* Begin *

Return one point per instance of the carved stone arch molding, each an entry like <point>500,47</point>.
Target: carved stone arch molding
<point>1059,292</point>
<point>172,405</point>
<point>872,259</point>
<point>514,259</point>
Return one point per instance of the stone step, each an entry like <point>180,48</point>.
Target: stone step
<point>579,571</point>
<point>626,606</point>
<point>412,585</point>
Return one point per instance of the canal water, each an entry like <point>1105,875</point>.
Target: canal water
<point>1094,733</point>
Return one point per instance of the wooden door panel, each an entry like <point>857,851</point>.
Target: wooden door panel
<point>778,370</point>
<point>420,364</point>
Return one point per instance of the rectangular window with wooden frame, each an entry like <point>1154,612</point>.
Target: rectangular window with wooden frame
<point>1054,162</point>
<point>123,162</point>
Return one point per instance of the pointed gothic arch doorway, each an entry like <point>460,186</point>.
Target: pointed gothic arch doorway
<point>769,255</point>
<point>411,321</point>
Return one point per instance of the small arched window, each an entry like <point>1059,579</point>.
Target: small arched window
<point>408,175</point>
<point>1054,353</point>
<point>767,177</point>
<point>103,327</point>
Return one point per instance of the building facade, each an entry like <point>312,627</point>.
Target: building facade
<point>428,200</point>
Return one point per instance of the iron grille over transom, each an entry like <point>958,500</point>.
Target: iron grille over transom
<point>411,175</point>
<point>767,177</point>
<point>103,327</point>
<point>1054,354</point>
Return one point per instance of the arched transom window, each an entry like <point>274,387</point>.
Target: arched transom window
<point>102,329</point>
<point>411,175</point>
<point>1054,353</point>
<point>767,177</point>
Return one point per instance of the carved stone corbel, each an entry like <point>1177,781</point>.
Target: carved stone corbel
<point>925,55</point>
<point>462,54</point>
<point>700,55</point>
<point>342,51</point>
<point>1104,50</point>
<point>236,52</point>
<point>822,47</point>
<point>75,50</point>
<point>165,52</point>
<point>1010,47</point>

* End *

(What is expected): Rewrite the records starting at the line containing "Return one point per instance of the rectangular" and ending at the line containing "<point>411,321</point>", changing "wooden frame" to "timber frame" and leaving everything else unaltered.

(Complete response):
Return one point per instance of the rectangular window with timber frame, each an entry like <point>1154,612</point>.
Target: rectangular window with timber frame
<point>1054,162</point>
<point>123,162</point>
Return one point per instance of the pointed gothic arch doorway, each an entry like <point>460,186</point>.
Target: pointed gothic arch doorway
<point>769,255</point>
<point>411,321</point>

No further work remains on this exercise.